To do
Retype the records below exactly. Leave nothing out.

Saved entries:

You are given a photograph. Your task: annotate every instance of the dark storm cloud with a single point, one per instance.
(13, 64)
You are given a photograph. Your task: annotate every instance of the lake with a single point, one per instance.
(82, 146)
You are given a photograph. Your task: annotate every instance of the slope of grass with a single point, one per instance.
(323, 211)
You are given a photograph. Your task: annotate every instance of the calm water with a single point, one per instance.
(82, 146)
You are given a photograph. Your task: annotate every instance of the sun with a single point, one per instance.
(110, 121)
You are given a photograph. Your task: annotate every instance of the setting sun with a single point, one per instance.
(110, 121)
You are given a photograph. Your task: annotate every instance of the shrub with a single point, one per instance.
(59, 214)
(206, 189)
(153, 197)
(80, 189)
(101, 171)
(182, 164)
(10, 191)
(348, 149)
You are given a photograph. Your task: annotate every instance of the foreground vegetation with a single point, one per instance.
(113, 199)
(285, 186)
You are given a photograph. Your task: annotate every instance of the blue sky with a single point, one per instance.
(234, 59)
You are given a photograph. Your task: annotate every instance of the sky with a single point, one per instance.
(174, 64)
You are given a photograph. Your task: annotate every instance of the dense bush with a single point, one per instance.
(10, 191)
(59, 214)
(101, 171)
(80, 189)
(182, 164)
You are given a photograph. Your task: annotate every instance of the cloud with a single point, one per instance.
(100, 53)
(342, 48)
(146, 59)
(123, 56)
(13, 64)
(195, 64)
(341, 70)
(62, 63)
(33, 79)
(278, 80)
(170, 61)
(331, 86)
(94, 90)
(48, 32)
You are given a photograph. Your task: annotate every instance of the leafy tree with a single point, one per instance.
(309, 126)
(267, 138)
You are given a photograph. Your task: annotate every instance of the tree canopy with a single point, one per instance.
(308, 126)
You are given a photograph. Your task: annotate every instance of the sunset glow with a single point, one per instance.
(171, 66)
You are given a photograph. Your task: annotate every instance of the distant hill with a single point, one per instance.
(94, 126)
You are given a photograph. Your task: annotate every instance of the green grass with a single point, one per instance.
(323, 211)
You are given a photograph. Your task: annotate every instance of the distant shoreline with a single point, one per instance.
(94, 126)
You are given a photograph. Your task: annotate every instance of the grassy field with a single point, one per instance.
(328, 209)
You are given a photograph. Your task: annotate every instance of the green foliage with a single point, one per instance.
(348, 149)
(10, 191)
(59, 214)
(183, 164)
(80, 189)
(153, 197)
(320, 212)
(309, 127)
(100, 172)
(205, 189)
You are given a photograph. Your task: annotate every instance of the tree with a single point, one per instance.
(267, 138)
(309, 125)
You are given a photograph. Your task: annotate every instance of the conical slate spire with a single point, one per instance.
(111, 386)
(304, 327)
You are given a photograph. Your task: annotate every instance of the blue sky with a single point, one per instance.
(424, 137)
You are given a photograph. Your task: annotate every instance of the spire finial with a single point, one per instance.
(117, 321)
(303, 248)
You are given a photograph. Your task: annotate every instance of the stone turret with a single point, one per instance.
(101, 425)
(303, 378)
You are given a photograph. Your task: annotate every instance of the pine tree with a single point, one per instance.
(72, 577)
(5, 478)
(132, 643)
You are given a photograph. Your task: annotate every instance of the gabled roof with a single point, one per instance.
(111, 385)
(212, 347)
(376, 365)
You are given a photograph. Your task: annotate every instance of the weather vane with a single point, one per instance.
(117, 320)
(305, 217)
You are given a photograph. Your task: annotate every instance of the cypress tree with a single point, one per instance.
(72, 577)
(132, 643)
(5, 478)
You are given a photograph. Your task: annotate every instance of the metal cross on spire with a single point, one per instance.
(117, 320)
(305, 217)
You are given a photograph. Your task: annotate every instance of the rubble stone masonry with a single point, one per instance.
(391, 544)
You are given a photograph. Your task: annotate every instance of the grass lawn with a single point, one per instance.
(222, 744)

Response to this task
You are given a photograph. Your task: annotate every instance of the dark storm cloud with a single point, one per instance.
(13, 64)
You are given a photograph. Your task: annotate every instance of the lake with a single point, one per instance.
(82, 146)
You are given a photograph. Your task: annotate every instance of the slope of grass with a single point, one per instance.
(323, 211)
You are given a photograph. Your task: annotate every instance of the calm water with a single point, one per instance.
(82, 146)
You are given a photograph. Your task: annotate every instance of the sun with a single point, one per instance.
(110, 121)
You are given a photograph. Your task: annotate every instance of the setting sun with a single point, one per instance.
(110, 121)
You are given a photograph. Your task: annotate every instance of the shrub with a single point, one per instance.
(59, 214)
(206, 189)
(153, 197)
(80, 189)
(101, 171)
(182, 164)
(10, 191)
(348, 149)
You are given a photograph. Your task: annotate every instance of the foreground vegetation with a single point, one per instance.
(113, 199)
(285, 186)
You are given a photograph. Your task: annotate every instance of the blue sky with a single point, one per instance.
(234, 59)
You are given a photograph. Your task: annotate every instance of the sky with a single point, one per instance.
(174, 64)
You are given a photograph. Your task: annotate every instance of the dense bush with a single point, one per instance.
(10, 191)
(59, 214)
(101, 171)
(80, 189)
(182, 164)
You are given a photograph. Your task: annotate every instance of the cloud with a single point, one per instance.
(100, 53)
(342, 48)
(146, 59)
(123, 56)
(13, 64)
(195, 64)
(341, 70)
(62, 63)
(33, 79)
(278, 80)
(170, 61)
(331, 86)
(94, 90)
(48, 32)
You are given a photograph. Your task: annotate every instance of the leafy tree with a single point, one per instance.
(309, 126)
(267, 138)
You are given a photograph. Your task: annotate every instance of the tree canopy with a single point, one per instance.
(308, 126)
You are given a photograph. Your task: annotate every instance of the sunset glow with a single point, one per instance.
(171, 66)
You are given a photograph. Your task: annotate every instance of the distant hill with a single point, one per instance.
(94, 126)
You are given a photograph. Your task: annotate every instance of the green grass with a single point, one per instance.
(323, 211)
You are given a photograph. Your task: annotate every instance of the distant shoreline with a single point, one per instance.
(94, 126)
You are given a photograph. Your task: annotate every instance of the grassy field with a single point, one per instance.
(328, 209)
You are given a photograph. Your task: annotate every instance of the green foliage with a single point, one per instance.
(348, 149)
(10, 191)
(59, 214)
(183, 164)
(80, 189)
(153, 197)
(320, 212)
(309, 127)
(100, 172)
(205, 189)
You are given a photograph. Your task: annotate every instance of the tree with a single point, one per instance.
(267, 138)
(309, 125)
You are given a photograph. Your task: annotate every instance of the conical slate spire with a single point, one per instance.
(111, 386)
(304, 327)
You are given a photograph. Your task: annotate every instance of the blue sky with a single point, one per instance.
(424, 137)
You are given a photograph. Your task: annotate every instance of the spire finial with a single point, one per instance.
(117, 321)
(303, 248)
You are given a photograph. Your task: annotate every instance of the stone turret with a single point, one per instance.
(101, 425)
(303, 378)
You are given a photograph. Your task: annotate every instance of the pine tree with a single point, one per instance.
(72, 577)
(5, 478)
(132, 643)
You are given a photograph. Your task: annotate every instance of the gabled roof with a single point, one per instance.
(111, 385)
(212, 347)
(376, 365)
You are given a photograph. Your task: annotate every instance of the weather vane with a single point, one per instance.
(117, 320)
(305, 217)
You are given a photograph. Your task: annotate every instance of the cypress tree with a single point, one per instance.
(72, 577)
(132, 643)
(5, 478)
You are given a photograph. Your task: annotate every instance of the metal cross on spire with a single point, one per instance.
(117, 320)
(305, 217)
You are given a photograph. Your task: annotate every instance of the rubble stone masonry with a single point, one per instance.
(391, 544)
You are given a photograph. Your task: annotate every instance of the grass lawn with a single point, one per instance.
(222, 744)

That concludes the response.